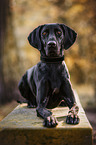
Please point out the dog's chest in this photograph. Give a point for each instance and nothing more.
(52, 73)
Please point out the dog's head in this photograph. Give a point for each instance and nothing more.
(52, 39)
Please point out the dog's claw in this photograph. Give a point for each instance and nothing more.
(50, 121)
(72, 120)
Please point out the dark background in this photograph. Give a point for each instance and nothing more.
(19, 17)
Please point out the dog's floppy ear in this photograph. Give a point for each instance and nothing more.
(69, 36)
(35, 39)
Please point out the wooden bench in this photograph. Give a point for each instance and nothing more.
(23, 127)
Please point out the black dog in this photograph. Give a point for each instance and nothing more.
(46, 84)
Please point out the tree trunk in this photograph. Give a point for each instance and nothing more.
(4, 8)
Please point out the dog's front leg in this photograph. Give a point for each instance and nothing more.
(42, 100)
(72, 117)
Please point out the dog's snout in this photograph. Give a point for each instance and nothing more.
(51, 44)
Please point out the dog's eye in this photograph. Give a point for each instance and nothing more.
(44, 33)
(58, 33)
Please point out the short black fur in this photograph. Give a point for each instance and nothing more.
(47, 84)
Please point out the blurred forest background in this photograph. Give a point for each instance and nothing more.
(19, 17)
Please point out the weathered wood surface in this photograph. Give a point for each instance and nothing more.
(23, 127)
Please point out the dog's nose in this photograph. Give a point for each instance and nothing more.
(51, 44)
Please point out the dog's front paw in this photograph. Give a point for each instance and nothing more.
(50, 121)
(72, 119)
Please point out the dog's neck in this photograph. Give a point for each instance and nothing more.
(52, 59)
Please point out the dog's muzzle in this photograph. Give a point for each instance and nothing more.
========================================
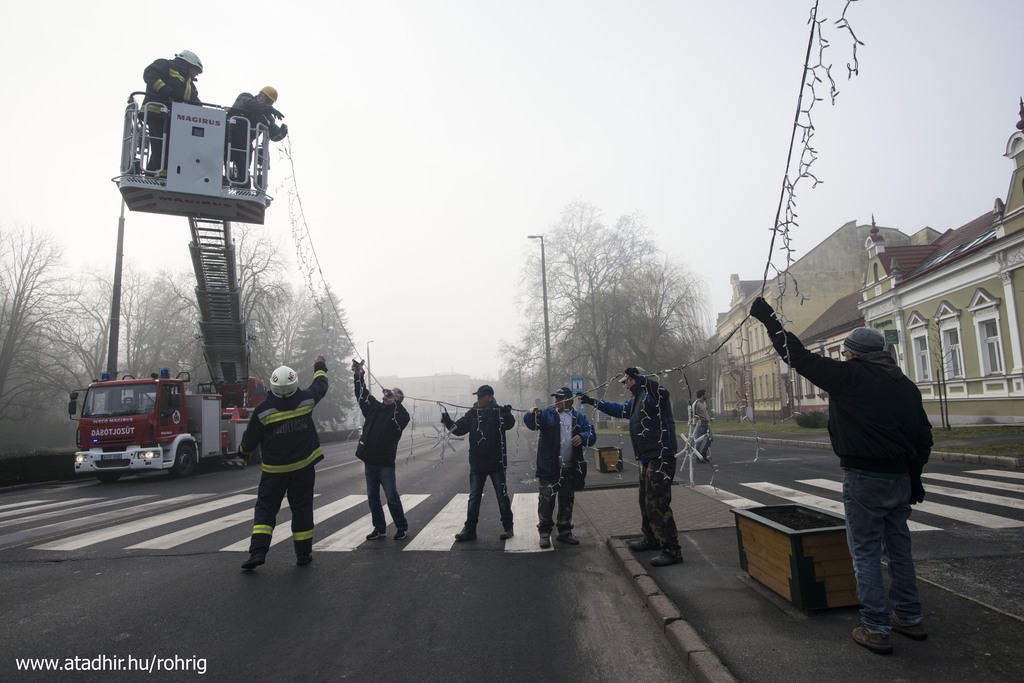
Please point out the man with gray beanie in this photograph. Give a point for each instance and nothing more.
========================================
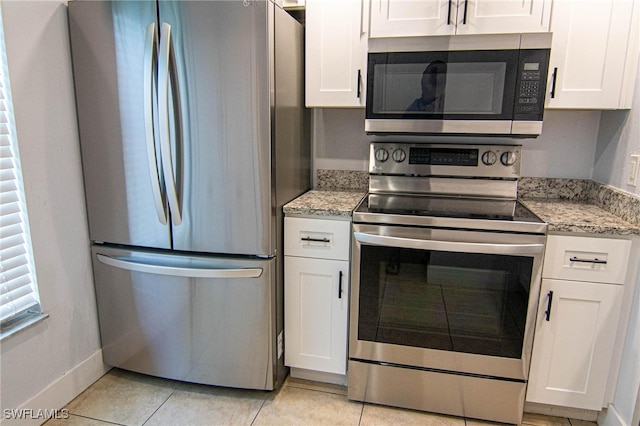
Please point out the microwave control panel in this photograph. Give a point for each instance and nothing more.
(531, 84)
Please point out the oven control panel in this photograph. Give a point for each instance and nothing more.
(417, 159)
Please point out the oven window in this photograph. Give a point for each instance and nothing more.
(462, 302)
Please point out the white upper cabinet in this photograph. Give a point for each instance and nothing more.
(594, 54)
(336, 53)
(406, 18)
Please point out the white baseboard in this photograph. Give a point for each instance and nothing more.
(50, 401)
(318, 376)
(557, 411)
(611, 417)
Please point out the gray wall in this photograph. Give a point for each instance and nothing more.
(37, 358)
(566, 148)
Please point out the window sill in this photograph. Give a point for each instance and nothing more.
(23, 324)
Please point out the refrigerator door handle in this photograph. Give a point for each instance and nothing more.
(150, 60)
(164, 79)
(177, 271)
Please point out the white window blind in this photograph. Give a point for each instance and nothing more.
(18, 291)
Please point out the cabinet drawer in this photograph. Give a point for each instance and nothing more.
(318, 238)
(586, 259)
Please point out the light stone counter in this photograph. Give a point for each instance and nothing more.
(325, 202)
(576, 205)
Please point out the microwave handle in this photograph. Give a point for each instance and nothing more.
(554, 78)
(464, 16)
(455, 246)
========================================
→ **EXERCISE DIRECTIONS**
How many lines in the items above contain the word "window"? Give only the number.

→ **RESPONSE TO THE TASK**
3